» Exercise
Reproduce all records verbatim.

---

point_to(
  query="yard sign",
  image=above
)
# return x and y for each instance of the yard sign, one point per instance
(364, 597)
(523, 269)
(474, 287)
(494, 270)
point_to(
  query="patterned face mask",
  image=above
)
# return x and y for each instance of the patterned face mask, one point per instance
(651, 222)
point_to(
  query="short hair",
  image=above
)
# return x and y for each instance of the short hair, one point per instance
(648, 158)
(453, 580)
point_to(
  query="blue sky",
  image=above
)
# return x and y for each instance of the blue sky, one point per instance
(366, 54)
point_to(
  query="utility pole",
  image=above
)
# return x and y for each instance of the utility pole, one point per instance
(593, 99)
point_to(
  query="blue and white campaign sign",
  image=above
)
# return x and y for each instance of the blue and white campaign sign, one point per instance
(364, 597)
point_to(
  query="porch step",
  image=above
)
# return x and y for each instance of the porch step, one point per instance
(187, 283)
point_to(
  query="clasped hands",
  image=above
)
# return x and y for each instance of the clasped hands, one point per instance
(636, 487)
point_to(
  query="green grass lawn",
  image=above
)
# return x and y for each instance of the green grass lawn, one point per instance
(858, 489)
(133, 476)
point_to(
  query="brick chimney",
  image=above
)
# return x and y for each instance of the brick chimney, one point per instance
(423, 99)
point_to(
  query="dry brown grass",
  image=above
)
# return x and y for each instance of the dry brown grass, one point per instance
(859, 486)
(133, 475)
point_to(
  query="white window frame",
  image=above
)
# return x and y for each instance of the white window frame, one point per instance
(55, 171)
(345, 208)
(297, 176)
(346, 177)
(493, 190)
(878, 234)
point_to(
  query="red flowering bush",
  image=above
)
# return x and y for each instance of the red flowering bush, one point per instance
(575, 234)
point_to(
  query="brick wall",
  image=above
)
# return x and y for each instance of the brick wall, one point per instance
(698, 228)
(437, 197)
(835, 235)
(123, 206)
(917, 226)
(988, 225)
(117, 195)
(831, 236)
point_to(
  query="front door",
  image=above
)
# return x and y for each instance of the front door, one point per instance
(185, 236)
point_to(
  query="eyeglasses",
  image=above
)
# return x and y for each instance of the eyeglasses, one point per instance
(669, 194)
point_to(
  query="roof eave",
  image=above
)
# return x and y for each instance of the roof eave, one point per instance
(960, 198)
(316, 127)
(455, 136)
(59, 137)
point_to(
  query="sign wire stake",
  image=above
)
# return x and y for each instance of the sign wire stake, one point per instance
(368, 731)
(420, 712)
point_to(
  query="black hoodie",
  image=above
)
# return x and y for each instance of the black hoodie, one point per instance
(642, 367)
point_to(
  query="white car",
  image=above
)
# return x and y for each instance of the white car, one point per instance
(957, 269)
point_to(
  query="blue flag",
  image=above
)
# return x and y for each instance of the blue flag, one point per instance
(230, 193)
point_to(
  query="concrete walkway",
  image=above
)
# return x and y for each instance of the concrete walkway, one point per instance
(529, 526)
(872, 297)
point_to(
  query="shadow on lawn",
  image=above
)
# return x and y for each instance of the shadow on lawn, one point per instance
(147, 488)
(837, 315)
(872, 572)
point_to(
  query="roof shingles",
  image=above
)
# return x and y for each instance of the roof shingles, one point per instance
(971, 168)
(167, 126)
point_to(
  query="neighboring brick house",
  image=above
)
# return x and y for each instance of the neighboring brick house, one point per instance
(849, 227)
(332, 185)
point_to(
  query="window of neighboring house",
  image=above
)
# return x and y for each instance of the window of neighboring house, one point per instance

---

» Completed task
point_to(
  query="yard sign",
  image=above
)
# return x and y for each instance of the yard sign, one point per instance
(364, 597)
(523, 269)
(474, 287)
(494, 270)
point_to(
  query="patterned face mask",
  image=above
)
# return x and y for each instance of the patterned face mask, one point per instance
(651, 222)
point_to(
  query="short hair",
  image=above
)
# return x and y for each instance of the short hair, one point per instance
(648, 158)
(453, 580)
point_to(
  query="blue sky",
  image=above
)
# return x and y for each instance of the blue sky, one point per instance
(366, 54)
point_to(
  query="utility pole",
  image=above
)
# return x and y for each instance of the utility pole, one point per instance
(593, 99)
point_to(
  query="blue and white campaign sign",
  image=above
)
# return x and y for each instance of the blue and white campaign sign, one point per instance
(364, 597)
point_to(
  query="porch step",
  image=above
)
# return x and y for each instance of the porch step, one point per instance
(187, 283)
point_to(
  query="clasped hands",
  image=above
)
# return x and y for each instance of the clasped hands, one point per instance
(636, 487)
point_to(
  query="green grass lawn",
  image=above
)
# return x and y for each instance of the green grass lawn, one point per instance
(858, 489)
(133, 476)
point_to(
  query="brick chimney",
  image=above
)
# return x and y for each instance of the brick chimney, one point per instance
(423, 99)
point_to(
  query="dry brown grass",
  image=above
)
# return x and y for each instance of the dry brown grass, one point per instance
(859, 486)
(133, 475)
point_to(
  query="white window frame",
  image=above
)
# return x and y for each instance of the white window frame, one point per instance
(55, 171)
(345, 208)
(297, 176)
(346, 177)
(493, 190)
(878, 234)
point_to(
  query="red flowering bush",
  image=above
)
# return x and y for each instance of the red flowering bush, one point per instance
(575, 234)
point_to(
  query="brick wall",
  image=above
)
# return x and y for each instance of the brick wall, one point per instance
(698, 228)
(437, 197)
(835, 235)
(123, 206)
(917, 226)
(988, 225)
(117, 195)
(831, 236)
point_to(
  query="front door",
  image=above
)
# return x and y for each instance of the front door, one point per instance
(185, 236)
point_to(
  query="eyeglasses",
  image=above
)
# return x and y for each instance of the eyeglasses, one point per instance
(669, 194)
point_to(
  query="roof eave",
  image=above
)
# return x and y for each instance of the roof eave, one point per instance
(960, 198)
(316, 127)
(455, 136)
(59, 137)
point_to(
  query="sign wire stake",
  image=above
)
# return x and y for each instance of the sign wire stake, one point per instance
(368, 731)
(420, 712)
point_to(
  query="black hoodie",
  image=above
)
# return x and y for each instance of the black hoodie, one point per instance
(642, 367)
point_to(
  query="white car",
  image=above
)
# return x and y for each instance of the white car, one point per instance
(957, 269)
point_to(
  query="blue flag",
  image=above
)
# return x and y for each instance of the blue flag, one point per instance
(230, 193)
point_to(
  query="concrete walkway",
  image=above
)
# return x and y for each instance of the concrete walkway, one point per instance
(529, 526)
(872, 297)
point_to(
  query="shadow on lawn",
  image=above
)
# return x and y for each instance of the shadow on lawn, one point per instance
(147, 488)
(837, 315)
(872, 572)
point_to(
  query="roof shingles",
  image=above
)
# return x and y for each instance of the roof shingles, one point per instance
(971, 168)
(167, 126)
point_to(
  query="neighboring brick house",
  image=above
)
# return x and y for each instance of the neighboring brick house, one point per instance
(849, 227)
(332, 185)
point_to(
  query="window of neighboring house",
  image=above
)
# return x and y for each instance of the window of neighboring house, one point per instance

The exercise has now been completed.